Coordinate labeling data:
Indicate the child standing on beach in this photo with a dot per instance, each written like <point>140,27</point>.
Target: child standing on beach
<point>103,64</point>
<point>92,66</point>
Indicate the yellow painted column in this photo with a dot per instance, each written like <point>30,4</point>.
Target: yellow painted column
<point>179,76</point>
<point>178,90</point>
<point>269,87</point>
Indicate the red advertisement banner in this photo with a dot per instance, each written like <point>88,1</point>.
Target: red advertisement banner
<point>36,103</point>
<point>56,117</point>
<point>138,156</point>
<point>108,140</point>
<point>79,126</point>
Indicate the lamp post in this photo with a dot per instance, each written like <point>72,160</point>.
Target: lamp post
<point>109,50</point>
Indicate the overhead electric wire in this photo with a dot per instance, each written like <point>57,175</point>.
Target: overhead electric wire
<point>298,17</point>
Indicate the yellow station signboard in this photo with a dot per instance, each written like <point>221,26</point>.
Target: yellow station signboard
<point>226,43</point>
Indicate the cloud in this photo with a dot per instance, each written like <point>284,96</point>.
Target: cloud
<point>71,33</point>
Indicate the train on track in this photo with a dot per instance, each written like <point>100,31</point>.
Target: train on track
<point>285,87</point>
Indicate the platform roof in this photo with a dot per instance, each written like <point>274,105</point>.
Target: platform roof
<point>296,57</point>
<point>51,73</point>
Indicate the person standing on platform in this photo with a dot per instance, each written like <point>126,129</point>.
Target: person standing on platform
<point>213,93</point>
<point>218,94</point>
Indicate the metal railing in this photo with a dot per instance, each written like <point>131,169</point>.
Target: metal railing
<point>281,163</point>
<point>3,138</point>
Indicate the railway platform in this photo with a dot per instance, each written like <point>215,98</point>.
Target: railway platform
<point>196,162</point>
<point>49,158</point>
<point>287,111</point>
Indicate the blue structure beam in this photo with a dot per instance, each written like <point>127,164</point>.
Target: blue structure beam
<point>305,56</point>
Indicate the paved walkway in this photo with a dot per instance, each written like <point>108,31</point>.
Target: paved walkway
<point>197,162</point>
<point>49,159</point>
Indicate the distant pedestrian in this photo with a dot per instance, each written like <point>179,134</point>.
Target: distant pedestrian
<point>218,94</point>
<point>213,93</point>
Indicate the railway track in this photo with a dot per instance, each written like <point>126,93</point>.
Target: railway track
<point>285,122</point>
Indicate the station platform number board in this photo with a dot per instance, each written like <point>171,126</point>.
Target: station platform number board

§ Direction
Write out every line of the records above word for word, with no changes.

§ Worked solution
Indicate the child standing on beach in this photo with a dot per instance, each written like <point>140,27</point>.
Target: child standing on beach
<point>103,64</point>
<point>92,66</point>
Indicate the yellow painted column in this photo with a dot per instance, each written like <point>30,4</point>.
Target: yellow painted column
<point>179,76</point>
<point>178,90</point>
<point>269,87</point>
Indicate the red advertisement banner in this photo with a dot per instance, each written like <point>88,1</point>.
Target: red advertisement banner
<point>36,103</point>
<point>56,117</point>
<point>138,156</point>
<point>108,140</point>
<point>79,126</point>
Indicate the lamp post in this photo with a dot per instance, each written like <point>72,160</point>.
Target: lamp post
<point>109,50</point>
Indicate the overhead electric wire in this photo with a dot per instance, each written like <point>57,175</point>.
Target: overhead electric wire
<point>298,17</point>
Indicate the yellow station signboard in this photo with a dot per instance, each written like <point>221,26</point>.
Target: yellow station signboard
<point>226,43</point>
Indicate the cloud in this photo with a dot per instance, each written like <point>284,96</point>.
Target: cloud
<point>71,33</point>
Indicate the train on track in this photo with a dot per instance, each written like <point>100,31</point>.
Target: train on track
<point>285,87</point>
Indicate the platform roof in this photo with a dot per instance, each written like <point>274,105</point>.
Target: platform roof
<point>296,57</point>
<point>51,73</point>
Indicate the person standing on platform in this photo with a dot per instance, each written like <point>126,129</point>.
Target: person standing on platform
<point>213,93</point>
<point>218,94</point>
Indicate the metal railing in this photo with a dot per instance, each written like <point>131,169</point>.
Target: metal railing
<point>281,163</point>
<point>3,138</point>
Indicate the railway platform in this photo with a dot per instance, each written like <point>215,98</point>.
Target: railway platform
<point>196,162</point>
<point>49,158</point>
<point>287,111</point>
Indicate the blue structure beam in this photo with a dot per instance, each written like <point>127,164</point>.
Target: blue structure beam
<point>305,56</point>
Indicate the paved walkway in this photo with a dot per instance, each written like <point>108,31</point>.
Target: paved walkway
<point>197,162</point>
<point>49,159</point>
Indicate the distant pedestrian in this photo with a dot per instance, each written like <point>179,134</point>.
Target: distant pedestrian
<point>218,94</point>
<point>213,93</point>
Indicate the railway track in this photo with a dot per instance, each written like <point>126,93</point>.
Target: railway track
<point>285,122</point>
Indicate the station platform number board in this photo with a dot per instance, each written like <point>171,126</point>.
Target: station platform number board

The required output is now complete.